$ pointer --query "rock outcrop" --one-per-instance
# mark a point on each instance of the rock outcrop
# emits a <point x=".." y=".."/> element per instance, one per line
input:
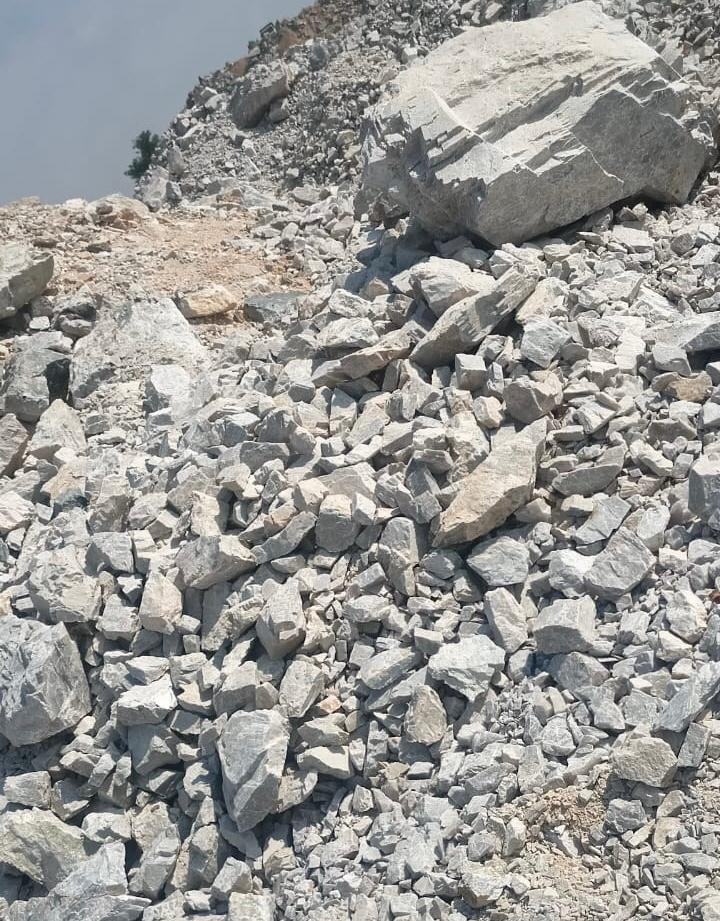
<point x="568" y="113"/>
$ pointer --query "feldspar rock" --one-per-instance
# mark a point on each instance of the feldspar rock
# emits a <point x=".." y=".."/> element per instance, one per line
<point x="252" y="752"/>
<point x="43" y="688"/>
<point x="495" y="489"/>
<point x="500" y="116"/>
<point x="128" y="340"/>
<point x="207" y="302"/>
<point x="643" y="759"/>
<point x="467" y="666"/>
<point x="209" y="560"/>
<point x="255" y="92"/>
<point x="37" y="843"/>
<point x="623" y="563"/>
<point x="24" y="275"/>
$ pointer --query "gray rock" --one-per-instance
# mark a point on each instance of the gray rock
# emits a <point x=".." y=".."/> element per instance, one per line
<point x="24" y="275"/>
<point x="208" y="560"/>
<point x="625" y="815"/>
<point x="252" y="750"/>
<point x="128" y="341"/>
<point x="566" y="626"/>
<point x="146" y="704"/>
<point x="257" y="90"/>
<point x="506" y="618"/>
<point x="693" y="696"/>
<point x="43" y="688"/>
<point x="623" y="563"/>
<point x="643" y="759"/>
<point x="704" y="490"/>
<point x="161" y="604"/>
<point x="466" y="324"/>
<point x="500" y="561"/>
<point x="425" y="720"/>
<point x="61" y="589"/>
<point x="300" y="687"/>
<point x="13" y="441"/>
<point x="33" y="378"/>
<point x="499" y="117"/>
<point x="281" y="624"/>
<point x="35" y="842"/>
<point x="467" y="666"/>
<point x="495" y="489"/>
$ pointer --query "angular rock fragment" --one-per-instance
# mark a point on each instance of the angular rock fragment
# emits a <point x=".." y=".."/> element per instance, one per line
<point x="281" y="624"/>
<point x="43" y="688"/>
<point x="692" y="697"/>
<point x="467" y="666"/>
<point x="566" y="626"/>
<point x="643" y="759"/>
<point x="255" y="92"/>
<point x="507" y="619"/>
<point x="130" y="339"/>
<point x="488" y="122"/>
<point x="37" y="843"/>
<point x="208" y="560"/>
<point x="252" y="752"/>
<point x="495" y="489"/>
<point x="620" y="567"/>
<point x="24" y="275"/>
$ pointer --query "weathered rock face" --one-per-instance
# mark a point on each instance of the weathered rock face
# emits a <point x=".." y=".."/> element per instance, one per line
<point x="24" y="274"/>
<point x="495" y="489"/>
<point x="252" y="753"/>
<point x="43" y="688"/>
<point x="255" y="92"/>
<point x="131" y="338"/>
<point x="569" y="112"/>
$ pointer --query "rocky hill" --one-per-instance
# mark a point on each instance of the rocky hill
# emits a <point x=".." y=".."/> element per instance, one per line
<point x="360" y="485"/>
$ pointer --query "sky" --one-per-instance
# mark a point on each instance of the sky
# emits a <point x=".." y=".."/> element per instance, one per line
<point x="79" y="79"/>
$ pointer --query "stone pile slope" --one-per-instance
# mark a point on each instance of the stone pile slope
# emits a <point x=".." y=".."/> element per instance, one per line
<point x="398" y="599"/>
<point x="341" y="55"/>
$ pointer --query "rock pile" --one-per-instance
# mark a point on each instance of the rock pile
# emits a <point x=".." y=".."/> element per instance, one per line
<point x="400" y="600"/>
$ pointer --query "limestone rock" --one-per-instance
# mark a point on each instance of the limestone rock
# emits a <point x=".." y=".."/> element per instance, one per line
<point x="495" y="489"/>
<point x="24" y="274"/>
<point x="43" y="688"/>
<point x="255" y="92"/>
<point x="505" y="115"/>
<point x="252" y="752"/>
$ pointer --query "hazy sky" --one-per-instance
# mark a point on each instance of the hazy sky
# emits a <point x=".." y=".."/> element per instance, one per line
<point x="79" y="79"/>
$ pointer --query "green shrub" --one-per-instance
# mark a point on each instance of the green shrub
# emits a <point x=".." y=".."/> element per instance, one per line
<point x="146" y="143"/>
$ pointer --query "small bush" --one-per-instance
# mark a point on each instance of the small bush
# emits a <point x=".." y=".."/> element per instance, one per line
<point x="146" y="143"/>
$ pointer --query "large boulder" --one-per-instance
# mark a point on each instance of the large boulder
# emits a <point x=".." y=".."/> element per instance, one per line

■ ■ ■ ■ ■ ■ ■

- Your instructions -
Where in the records does the word "outcrop" appear? Copy each line that holds it.

- Answer to the problem -
$ pointer --query "rock outcrop" --one-per-instance
# mark a point on each instance of the rock outcrop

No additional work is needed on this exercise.